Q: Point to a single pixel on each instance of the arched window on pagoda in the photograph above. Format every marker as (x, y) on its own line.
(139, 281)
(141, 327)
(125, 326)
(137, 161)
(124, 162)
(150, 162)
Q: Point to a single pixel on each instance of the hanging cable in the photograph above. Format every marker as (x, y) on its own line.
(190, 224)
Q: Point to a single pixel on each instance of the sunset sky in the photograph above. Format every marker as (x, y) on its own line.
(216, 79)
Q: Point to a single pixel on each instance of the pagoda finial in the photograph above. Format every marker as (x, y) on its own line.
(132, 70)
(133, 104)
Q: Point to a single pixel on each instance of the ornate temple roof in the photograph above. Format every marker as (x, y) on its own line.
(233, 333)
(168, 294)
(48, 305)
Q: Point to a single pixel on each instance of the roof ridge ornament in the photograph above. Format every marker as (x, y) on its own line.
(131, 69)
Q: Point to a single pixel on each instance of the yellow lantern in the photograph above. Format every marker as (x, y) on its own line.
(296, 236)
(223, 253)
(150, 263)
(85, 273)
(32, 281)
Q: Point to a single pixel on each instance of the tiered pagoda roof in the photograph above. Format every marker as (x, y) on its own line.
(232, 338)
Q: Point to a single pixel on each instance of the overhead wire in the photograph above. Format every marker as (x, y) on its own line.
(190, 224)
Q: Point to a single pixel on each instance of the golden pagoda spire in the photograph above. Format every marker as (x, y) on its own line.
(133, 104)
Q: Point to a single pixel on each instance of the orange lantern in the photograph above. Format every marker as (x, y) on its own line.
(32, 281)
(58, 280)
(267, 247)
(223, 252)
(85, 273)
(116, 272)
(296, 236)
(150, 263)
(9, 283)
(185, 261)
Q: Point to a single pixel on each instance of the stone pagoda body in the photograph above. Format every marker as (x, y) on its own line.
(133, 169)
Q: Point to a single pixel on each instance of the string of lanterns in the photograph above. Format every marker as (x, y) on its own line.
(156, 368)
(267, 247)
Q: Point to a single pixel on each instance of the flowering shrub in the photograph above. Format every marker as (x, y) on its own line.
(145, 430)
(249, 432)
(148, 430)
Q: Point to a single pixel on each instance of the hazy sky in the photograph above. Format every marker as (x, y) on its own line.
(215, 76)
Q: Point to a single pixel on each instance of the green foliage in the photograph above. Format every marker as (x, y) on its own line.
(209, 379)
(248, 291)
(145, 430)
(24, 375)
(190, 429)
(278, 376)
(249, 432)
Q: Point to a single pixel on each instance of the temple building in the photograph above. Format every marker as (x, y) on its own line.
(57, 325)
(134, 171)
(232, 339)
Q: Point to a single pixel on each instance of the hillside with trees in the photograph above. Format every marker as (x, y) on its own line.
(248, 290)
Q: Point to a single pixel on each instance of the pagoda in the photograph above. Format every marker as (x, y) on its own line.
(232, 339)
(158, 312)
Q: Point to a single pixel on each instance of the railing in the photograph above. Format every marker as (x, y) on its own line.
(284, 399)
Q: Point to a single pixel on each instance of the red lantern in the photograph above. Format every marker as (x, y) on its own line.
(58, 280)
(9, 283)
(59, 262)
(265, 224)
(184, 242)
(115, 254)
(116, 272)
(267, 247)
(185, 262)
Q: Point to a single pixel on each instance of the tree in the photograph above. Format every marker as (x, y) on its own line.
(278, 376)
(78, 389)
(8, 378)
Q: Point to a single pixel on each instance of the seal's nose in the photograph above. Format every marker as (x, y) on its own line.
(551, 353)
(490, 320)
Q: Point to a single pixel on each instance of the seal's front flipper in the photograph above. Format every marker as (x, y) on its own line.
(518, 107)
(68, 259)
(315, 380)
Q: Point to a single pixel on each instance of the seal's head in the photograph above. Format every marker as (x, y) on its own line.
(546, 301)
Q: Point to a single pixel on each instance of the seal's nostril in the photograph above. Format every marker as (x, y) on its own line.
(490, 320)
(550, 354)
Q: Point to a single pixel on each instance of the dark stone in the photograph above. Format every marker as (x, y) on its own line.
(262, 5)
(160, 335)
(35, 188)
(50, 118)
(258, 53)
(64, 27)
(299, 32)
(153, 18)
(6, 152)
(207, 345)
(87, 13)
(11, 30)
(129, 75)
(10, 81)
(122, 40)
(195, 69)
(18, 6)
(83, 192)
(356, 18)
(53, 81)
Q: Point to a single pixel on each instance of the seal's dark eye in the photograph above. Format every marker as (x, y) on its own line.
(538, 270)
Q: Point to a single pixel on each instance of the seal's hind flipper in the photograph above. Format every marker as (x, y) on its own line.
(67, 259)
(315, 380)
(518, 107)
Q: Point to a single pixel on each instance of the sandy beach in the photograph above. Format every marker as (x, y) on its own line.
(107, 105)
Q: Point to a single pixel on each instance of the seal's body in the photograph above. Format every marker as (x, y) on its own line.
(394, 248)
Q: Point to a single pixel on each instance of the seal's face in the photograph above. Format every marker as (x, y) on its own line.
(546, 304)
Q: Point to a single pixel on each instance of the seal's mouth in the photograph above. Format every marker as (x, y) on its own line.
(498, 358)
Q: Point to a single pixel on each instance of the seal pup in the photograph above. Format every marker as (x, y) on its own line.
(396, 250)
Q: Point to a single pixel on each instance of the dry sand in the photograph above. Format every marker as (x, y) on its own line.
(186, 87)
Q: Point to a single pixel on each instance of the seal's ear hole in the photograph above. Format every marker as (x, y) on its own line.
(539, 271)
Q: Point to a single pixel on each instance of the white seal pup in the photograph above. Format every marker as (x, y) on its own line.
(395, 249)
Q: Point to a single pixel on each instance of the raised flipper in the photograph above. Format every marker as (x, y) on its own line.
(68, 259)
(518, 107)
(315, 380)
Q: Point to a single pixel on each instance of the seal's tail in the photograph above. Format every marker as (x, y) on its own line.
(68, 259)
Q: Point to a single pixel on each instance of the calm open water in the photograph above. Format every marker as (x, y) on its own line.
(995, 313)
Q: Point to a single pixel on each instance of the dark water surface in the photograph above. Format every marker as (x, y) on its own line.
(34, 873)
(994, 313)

------------------------------------------------

**Given task**: Rewrite the listing above, changing every "Format every marker" to "Write each point" and leaving everything else unchanged.

**Solution**:
Q: Point to a single pixel on each instance of the arched window on pagoda in the photograph above. Write each point as (x, y) on its own line.
(139, 281)
(141, 327)
(125, 326)
(137, 161)
(124, 162)
(150, 162)
Q: Point to a single pixel on each instance of the hanging cable in the photograph above. Write each point as (x, y) on its own line.
(190, 224)
Q: Point to a single pixel on each instance of the sunset sky in the photograph above. Write each point as (x, y) on its own line.
(216, 79)
Q: Point to a single pixel on each instance of the pagoda finial in the photograph above. Write each point as (x, y) on its own line.
(132, 70)
(133, 104)
Q: Point to a single pixel on each instance of the ornate temple roof in the photograph above. Write each point as (x, y) on its own line.
(233, 333)
(168, 294)
(48, 305)
Q: Point to a single pixel on each instance of the roof ridge ornament in the photograph above. Write each point as (x, y) on its own line.
(131, 69)
Q: Point to a single pixel on each instance of the yellow lantern in the photograph above. Write each point as (x, y) on its own line.
(296, 236)
(223, 253)
(150, 263)
(85, 273)
(32, 281)
Q: Point to a single pixel on each instance of the tiered pagoda roof in the photograph above. Write each point as (x, y) on its own line.
(232, 338)
Q: Point to a single pixel on each instance of the overhead wire in the photograph above. Write each point as (x, y) on its own line.
(190, 224)
Q: Point to a single pixel on each instance of the golden pagoda spire in the photograph above. Write each point as (x, y) on its own line.
(133, 104)
Q: Point to a single pixel on each instance of the orange lantern in the photograph above. Write each point as (x, y) on its own line.
(32, 281)
(58, 280)
(267, 247)
(223, 252)
(85, 273)
(116, 272)
(296, 236)
(150, 263)
(9, 283)
(185, 261)
Q: Point to a single pixel on each instance of the stone pagoda body in the photograph above. Write each point as (x, y) on its own line.
(133, 169)
Q: Point to a single pixel on each instance of the string of lanterns in the photograph above. Write each point as (x, y) on its own line.
(156, 368)
(267, 247)
Q: Point to a single pixel on each instance of the flowering shrub in the photograph above. Write each point as (x, y) on its own line.
(145, 430)
(249, 432)
(148, 430)
Q: Point to a single pixel on each instance of the hazy sky in the photograph above. Write each point as (x, y) on its own line.
(215, 76)
Q: Point to a single pixel on each instance of the green foliage in the photograph above. Write each point as (x, y) on its own line.
(209, 379)
(248, 291)
(145, 430)
(24, 375)
(190, 429)
(278, 376)
(249, 432)
Q: Point to a single pixel on each instance of the temple building in the photograph above. Write each point as (x, y) on its own line.
(57, 325)
(134, 171)
(232, 339)
Q: Point to a single pixel on each instance of the hillside with trees in the photograph above. Write each point as (x, y) on its own line.
(248, 290)
Q: Point to a single pixel on each instance of the pagoda in the photograph above. Write each point as (x, y) on its own line.
(232, 339)
(158, 312)
Q: Point to a single pixel on each instance of the railing in the photograph above. Write each point as (x, y) on its own line.
(284, 399)
Q: Point to a single pixel on each instance of the red lantern in the photograph above. Write each point as (x, y) on its own line.
(58, 280)
(9, 283)
(59, 262)
(265, 224)
(184, 242)
(115, 254)
(116, 272)
(267, 247)
(185, 262)
Q: Point to a single pixel on each instance of the tree in the photograph above. Write each point as (x, y) on its own line.
(278, 376)
(78, 389)
(8, 378)
Q: Point to a single pixel on each instance of the seal's nose in the photograph above. Write each point as (x, y) on its own line.
(551, 353)
(490, 320)
Q: Point to a single pixel on each instance of the seal's front flipper in the photograph above. Write each point as (x, y) on its own line.
(518, 107)
(68, 259)
(315, 380)
Q: Point to a single pixel on each instance of the seal's head in the photograph above. Write each point as (x, y) on its own line.
(546, 301)
Q: Point to a single pixel on each instance of the seal's nostril in the photograph above. Write each point as (x, y) on its own line.
(490, 320)
(550, 354)
Q: Point to a single pixel on each instance of the dark stone in the photograph above. Write each point as (x, y) on its own line.
(262, 5)
(160, 335)
(35, 188)
(50, 118)
(258, 53)
(64, 27)
(299, 32)
(153, 18)
(6, 152)
(207, 345)
(87, 13)
(11, 30)
(129, 75)
(10, 81)
(122, 40)
(195, 69)
(18, 6)
(83, 192)
(356, 18)
(53, 81)
Q: Point to a single pixel on each instance of the seal's dark eye in the photograph above. Write each point as (x, y) on its own line.
(538, 270)
Q: Point to a single pixel on each instance of the seal's hind flipper in the photograph above. Write each point as (x, y) on its own line.
(67, 259)
(315, 380)
(518, 107)
Q: Point to a single pixel on each instance of the sandy beach in the photograph above. Write each point as (x, y) on its own line.
(107, 105)
Q: Point to a single pixel on each instance of the seal's body in the photograph above. Write each point as (x, y) on its own line.
(394, 248)
Q: Point to a single pixel on each instance of the seal's face in the photograph above. Write each point as (x, y) on its own line.
(546, 304)
Q: Point to a single pixel on each instance of the seal's mouth in the photograph above. Write each point as (x, y) on its own line.
(498, 358)
Q: Point to a single pixel on each instance of the seal pup in the photograph above. Write each point as (x, y) on its own line.
(396, 250)
Q: Point to a single pixel on each instance of the dry sand in the photograph above. Write each point as (x, y) on its own line.
(186, 87)
Q: Point to a single pixel on each instance of the seal's ear hole in the photograph above. Write each point as (x, y) on its own line.
(539, 271)
Q: Point to a single pixel on each instance of the white seal pup in the photograph above. Write each point as (x, y) on its own line.
(395, 249)
Q: Point to a single pixel on each instance of the raised flipper in the photograph above. Write each point as (x, y) on its own line.
(68, 259)
(518, 107)
(315, 380)
Q: Point to a single pixel on each instance of the seal's tail in the photograph above. Write each point as (x, y) on its own line.
(68, 259)
Q: Point to a single pixel on each instance of the calm open water in the photograph above. Write each point as (x, y) on its own line.
(995, 313)
Q: Point to a single pixel on each instance of the dark water surface in the photograph above. Write each point as (x, y) on its own line.
(34, 873)
(994, 313)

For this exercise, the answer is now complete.